__Assignment__.
Give a verbatim quotation of every record.

__Data section__.
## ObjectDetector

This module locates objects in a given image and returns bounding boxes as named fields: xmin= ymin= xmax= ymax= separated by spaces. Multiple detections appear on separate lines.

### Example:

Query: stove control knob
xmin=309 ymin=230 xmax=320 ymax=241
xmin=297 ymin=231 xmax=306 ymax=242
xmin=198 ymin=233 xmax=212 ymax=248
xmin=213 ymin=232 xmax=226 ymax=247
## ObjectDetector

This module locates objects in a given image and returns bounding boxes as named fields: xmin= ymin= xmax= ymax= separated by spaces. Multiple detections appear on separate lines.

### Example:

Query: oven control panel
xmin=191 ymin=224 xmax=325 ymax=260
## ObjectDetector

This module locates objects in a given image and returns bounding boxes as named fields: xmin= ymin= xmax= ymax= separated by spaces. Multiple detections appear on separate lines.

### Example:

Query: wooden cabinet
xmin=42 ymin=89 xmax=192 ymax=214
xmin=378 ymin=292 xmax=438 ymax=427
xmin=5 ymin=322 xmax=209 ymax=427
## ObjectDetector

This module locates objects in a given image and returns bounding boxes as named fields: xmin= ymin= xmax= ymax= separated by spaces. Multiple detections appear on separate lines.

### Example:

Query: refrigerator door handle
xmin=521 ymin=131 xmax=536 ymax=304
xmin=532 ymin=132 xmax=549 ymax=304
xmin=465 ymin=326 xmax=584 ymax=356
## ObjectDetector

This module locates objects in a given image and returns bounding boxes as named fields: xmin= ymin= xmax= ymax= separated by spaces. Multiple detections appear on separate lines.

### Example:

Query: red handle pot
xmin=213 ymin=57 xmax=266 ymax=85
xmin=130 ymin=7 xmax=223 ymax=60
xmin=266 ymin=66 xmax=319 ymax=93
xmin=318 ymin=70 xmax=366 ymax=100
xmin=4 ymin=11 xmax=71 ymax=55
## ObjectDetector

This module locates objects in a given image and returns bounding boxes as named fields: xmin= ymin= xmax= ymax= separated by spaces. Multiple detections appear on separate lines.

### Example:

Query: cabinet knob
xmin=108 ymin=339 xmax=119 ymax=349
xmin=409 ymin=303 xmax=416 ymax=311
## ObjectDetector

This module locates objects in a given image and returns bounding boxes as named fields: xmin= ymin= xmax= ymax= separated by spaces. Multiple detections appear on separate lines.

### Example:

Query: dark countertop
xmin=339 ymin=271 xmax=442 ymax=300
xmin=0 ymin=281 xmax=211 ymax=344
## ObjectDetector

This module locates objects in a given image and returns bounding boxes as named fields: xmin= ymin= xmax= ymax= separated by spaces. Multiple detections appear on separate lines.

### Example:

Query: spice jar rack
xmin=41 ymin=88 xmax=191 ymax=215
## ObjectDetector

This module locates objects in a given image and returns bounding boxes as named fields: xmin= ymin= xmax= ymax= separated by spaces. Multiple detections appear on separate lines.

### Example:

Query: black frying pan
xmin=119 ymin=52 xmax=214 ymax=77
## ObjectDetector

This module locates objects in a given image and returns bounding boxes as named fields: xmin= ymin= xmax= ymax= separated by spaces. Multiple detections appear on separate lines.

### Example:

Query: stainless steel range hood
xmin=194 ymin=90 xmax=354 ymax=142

__Output for this task__.
## ObjectDetector

This module locates objects in a given image and returns bounding boxes as named fields: xmin= ymin= xmax= ymax= separated by spaces. Multiple detections appear on separate lines.

### Example:

Query: stove control knob
xmin=309 ymin=230 xmax=320 ymax=241
xmin=297 ymin=231 xmax=306 ymax=242
xmin=198 ymin=233 xmax=212 ymax=248
xmin=213 ymin=232 xmax=226 ymax=247
## ObjectDetector

This module locates objects in a given image and returns bounding boxes as named fields: xmin= ymin= xmax= ymax= separated by spaces. Multiple detections appear on separate lines.

### Example:

Query: oven control panel
xmin=191 ymin=224 xmax=325 ymax=260
## ObjectDetector

This module locates objects in a given image and returns bounding boxes as named fields: xmin= ymin= xmax= ymax= separated by spaces. Multiple detections appear on separate lines.

### Example:

Query: wooden cabinet
xmin=42 ymin=89 xmax=192 ymax=214
xmin=378 ymin=292 xmax=438 ymax=427
xmin=5 ymin=322 xmax=209 ymax=427
## ObjectDetector

This module locates objects in a given image and returns bounding boxes as named fields: xmin= ymin= xmax= ymax= separated by spaces. Multiple detections appear on separate lines.

### Example:

Query: refrigerator door handle
xmin=521 ymin=131 xmax=536 ymax=304
xmin=532 ymin=132 xmax=549 ymax=304
xmin=465 ymin=326 xmax=584 ymax=356
## ObjectDetector

This module locates objects in a given image and returns bounding boxes as named fields: xmin= ymin= xmax= ymax= separated by spaces. Multiple detections appear on separate lines.

### Example:

Query: red handle pot
xmin=213 ymin=57 xmax=266 ymax=85
xmin=130 ymin=7 xmax=223 ymax=60
xmin=266 ymin=66 xmax=319 ymax=93
xmin=318 ymin=70 xmax=366 ymax=100
xmin=4 ymin=11 xmax=71 ymax=55
## ObjectDetector

This module locates objects in a given image and returns bounding boxes as named fields: xmin= ymin= xmax= ymax= separated by spaces. Multiple detections appear on separate lines.

### Example:

Query: cabinet knob
xmin=108 ymin=339 xmax=119 ymax=349
xmin=409 ymin=303 xmax=416 ymax=311
## ObjectDetector

This module locates objects in a given image and returns bounding boxes as named fields: xmin= ymin= xmax= ymax= separated by spaces. Multiple detections appear on separate lines.

### Example:

Query: dark countertop
xmin=339 ymin=271 xmax=442 ymax=300
xmin=0 ymin=281 xmax=211 ymax=344
## ObjectDetector

This module locates objects in a given image and returns bounding boxes as named fields: xmin= ymin= xmax= ymax= separated by spaces. Multiple detections appear on separate lines.

### Example:

Query: spice jar rack
xmin=41 ymin=88 xmax=191 ymax=215
## ObjectDetector

This module locates objects in a given image and returns bounding boxes as named fields: xmin= ymin= xmax= ymax= separated by spaces. Multiple detections appear on separate lines.

### Example:

Query: black frying pan
xmin=119 ymin=52 xmax=214 ymax=77
## ObjectDetector

This module locates objects in a given image and returns bounding boxes as named fields: xmin= ymin= xmax= ymax= separated by spaces. Multiple detections appear on separate lines.

### Example:

Query: stainless steel range hood
xmin=194 ymin=90 xmax=354 ymax=142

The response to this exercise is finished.